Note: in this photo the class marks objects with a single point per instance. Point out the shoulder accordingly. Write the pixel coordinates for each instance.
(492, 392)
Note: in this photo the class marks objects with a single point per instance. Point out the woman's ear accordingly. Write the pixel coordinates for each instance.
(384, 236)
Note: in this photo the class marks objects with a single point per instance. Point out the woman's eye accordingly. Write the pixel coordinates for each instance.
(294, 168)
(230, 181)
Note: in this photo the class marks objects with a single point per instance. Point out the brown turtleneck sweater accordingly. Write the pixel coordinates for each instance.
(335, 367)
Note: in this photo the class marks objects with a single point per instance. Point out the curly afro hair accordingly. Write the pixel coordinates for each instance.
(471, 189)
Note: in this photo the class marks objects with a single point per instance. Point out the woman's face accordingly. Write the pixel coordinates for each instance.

====

● Work required
Change "pixel coordinates" to "x and y coordinates" everywhere in the listing above, and write out all of its lines again with nothing else altered.

● Correct answer
Note: in this photo the class marks objects with a single point per instance. Point out the shoulder accordingly. Write the x and y coordinates for each instance.
(492, 392)
Note: in this photo the class marks objects with a single point per instance. Point out the woman's ear accordingly. Write the x and y coordinates for each instance.
(384, 236)
Note: in this photo the class marks objects with a single point per instance. Point out the woman's eye accordingly. Write the x and y coordinates for each instance.
(294, 168)
(230, 181)
Note: in this photo the class marks objects with a single point per instance. Point out the brown turtleneck sweater accordingly. Write the x and y coordinates for each instance.
(335, 367)
Note: in this photo the class marks objects with a single point per instance. Point out the curly afro hair accordingly. Write the x and y coordinates for each instance.
(471, 189)
Note: in this photo the class marks objects with a single point per instance. Point out the woman's face accordingly. Write the x and y coordinates for each instance.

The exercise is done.